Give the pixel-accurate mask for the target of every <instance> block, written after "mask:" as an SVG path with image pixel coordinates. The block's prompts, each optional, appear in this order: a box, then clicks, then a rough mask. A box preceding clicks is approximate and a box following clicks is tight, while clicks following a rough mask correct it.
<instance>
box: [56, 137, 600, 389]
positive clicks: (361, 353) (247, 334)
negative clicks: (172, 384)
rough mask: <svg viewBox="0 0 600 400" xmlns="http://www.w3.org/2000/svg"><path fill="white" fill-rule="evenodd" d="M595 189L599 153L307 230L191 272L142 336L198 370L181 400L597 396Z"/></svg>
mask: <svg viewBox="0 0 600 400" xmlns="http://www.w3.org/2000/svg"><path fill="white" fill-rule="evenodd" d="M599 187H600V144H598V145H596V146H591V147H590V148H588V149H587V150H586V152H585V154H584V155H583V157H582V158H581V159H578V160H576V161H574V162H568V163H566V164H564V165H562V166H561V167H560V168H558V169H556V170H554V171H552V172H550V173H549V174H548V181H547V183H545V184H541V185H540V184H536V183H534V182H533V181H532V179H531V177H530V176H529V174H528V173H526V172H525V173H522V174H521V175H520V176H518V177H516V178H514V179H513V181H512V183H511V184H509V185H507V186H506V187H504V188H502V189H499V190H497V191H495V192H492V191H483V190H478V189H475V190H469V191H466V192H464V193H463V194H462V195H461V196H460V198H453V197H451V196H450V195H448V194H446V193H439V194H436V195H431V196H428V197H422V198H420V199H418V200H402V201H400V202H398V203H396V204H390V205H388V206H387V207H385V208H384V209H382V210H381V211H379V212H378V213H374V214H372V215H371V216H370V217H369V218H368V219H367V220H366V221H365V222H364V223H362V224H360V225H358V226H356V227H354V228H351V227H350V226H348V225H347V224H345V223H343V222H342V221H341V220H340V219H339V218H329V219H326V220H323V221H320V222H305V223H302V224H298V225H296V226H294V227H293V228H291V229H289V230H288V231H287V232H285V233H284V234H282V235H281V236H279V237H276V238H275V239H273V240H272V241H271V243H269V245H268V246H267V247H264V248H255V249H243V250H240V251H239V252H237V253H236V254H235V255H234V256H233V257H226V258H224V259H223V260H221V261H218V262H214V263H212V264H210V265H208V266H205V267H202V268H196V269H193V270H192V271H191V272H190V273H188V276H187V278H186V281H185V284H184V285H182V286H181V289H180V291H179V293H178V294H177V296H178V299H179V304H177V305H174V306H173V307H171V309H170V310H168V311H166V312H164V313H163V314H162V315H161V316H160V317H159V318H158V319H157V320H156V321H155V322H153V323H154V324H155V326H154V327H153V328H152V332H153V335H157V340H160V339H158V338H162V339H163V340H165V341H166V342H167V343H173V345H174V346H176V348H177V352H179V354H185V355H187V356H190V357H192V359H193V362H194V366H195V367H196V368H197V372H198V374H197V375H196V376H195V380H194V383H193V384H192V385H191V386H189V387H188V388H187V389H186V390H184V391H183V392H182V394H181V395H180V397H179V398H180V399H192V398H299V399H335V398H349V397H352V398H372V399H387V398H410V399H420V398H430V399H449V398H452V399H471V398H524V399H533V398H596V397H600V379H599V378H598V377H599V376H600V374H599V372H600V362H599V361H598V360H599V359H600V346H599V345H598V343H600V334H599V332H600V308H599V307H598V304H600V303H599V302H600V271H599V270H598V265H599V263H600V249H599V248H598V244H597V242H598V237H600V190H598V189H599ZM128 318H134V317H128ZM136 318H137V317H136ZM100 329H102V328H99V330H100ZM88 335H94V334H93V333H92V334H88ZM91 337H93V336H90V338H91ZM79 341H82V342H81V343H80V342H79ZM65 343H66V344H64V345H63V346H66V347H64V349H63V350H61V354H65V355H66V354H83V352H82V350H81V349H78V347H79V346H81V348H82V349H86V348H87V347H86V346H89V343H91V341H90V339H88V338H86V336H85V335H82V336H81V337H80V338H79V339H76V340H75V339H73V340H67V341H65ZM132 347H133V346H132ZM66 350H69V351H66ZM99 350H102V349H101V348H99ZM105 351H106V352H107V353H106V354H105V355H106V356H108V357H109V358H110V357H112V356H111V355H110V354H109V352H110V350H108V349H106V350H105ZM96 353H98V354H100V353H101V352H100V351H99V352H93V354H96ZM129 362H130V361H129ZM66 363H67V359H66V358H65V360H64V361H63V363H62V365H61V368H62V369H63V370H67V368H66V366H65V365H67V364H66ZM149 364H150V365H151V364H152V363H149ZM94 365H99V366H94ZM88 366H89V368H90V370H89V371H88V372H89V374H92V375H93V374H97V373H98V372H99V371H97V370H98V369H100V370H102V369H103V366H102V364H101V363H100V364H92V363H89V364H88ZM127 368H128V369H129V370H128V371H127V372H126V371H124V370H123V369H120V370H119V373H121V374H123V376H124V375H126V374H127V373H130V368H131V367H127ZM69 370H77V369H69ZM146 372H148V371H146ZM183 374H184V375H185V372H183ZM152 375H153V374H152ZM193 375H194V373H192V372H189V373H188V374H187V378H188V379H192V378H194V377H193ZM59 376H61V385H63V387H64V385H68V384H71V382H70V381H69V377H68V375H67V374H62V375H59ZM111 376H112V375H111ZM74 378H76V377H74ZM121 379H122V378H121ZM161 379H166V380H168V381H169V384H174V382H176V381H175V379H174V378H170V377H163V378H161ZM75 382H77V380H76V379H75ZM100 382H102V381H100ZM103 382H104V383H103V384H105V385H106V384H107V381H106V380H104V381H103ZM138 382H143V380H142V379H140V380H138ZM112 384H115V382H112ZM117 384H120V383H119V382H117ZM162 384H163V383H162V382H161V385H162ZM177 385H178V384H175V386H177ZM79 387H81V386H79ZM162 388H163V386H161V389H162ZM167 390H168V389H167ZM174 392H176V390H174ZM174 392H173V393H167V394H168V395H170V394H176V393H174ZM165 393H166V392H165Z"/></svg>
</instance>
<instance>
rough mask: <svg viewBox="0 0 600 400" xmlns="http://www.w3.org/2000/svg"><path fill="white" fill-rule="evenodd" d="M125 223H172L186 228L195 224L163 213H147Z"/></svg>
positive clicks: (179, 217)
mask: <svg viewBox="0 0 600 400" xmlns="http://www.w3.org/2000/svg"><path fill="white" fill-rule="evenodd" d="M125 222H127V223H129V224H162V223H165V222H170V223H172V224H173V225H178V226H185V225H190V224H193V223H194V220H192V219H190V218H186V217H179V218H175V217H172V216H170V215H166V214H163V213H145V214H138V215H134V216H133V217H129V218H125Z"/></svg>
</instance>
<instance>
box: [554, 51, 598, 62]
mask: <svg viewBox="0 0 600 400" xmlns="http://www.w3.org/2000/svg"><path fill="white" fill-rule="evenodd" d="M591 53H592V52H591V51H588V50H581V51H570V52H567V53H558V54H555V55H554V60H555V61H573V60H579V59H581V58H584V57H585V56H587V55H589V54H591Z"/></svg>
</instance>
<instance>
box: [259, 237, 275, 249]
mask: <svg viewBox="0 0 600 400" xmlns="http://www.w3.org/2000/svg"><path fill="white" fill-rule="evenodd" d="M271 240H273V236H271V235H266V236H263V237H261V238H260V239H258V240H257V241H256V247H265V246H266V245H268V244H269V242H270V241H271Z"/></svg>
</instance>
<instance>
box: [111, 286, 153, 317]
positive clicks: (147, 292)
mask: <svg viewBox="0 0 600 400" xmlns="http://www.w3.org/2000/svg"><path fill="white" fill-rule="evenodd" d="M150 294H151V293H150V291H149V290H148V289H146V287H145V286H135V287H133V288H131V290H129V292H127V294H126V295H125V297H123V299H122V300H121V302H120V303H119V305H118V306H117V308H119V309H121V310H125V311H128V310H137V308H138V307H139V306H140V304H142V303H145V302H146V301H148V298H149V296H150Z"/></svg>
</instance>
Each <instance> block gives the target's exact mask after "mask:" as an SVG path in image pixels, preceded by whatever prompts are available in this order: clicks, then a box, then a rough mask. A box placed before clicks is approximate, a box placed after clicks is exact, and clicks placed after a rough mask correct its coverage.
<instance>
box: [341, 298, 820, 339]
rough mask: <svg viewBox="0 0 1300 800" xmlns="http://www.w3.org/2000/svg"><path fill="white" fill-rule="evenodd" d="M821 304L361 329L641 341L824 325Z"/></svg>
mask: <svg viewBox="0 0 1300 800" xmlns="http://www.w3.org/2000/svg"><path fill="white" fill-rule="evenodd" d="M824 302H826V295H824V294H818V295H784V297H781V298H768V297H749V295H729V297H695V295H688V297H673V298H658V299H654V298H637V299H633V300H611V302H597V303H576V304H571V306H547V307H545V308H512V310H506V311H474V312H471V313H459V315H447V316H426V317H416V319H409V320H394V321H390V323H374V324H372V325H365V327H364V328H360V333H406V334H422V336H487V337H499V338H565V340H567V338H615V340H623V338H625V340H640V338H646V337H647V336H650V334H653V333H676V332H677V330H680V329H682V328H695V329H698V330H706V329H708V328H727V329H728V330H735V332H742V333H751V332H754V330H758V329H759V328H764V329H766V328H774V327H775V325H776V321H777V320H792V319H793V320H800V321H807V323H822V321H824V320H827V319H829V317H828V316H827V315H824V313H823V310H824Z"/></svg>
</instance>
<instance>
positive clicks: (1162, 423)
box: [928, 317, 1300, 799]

□ □ □ □ □

● **WHAT YOU NEED TO DO**: Retype the records above, but only those lines that fall between the line containing "box: [56, 137, 600, 389]" and the line containing "negative clicks: (172, 384)", with both of those lines included, exactly as written.

● **EXERCISE RESPONSE**:
box: [56, 137, 600, 389]
positive clicks: (361, 353) (247, 334)
negative clicks: (172, 384)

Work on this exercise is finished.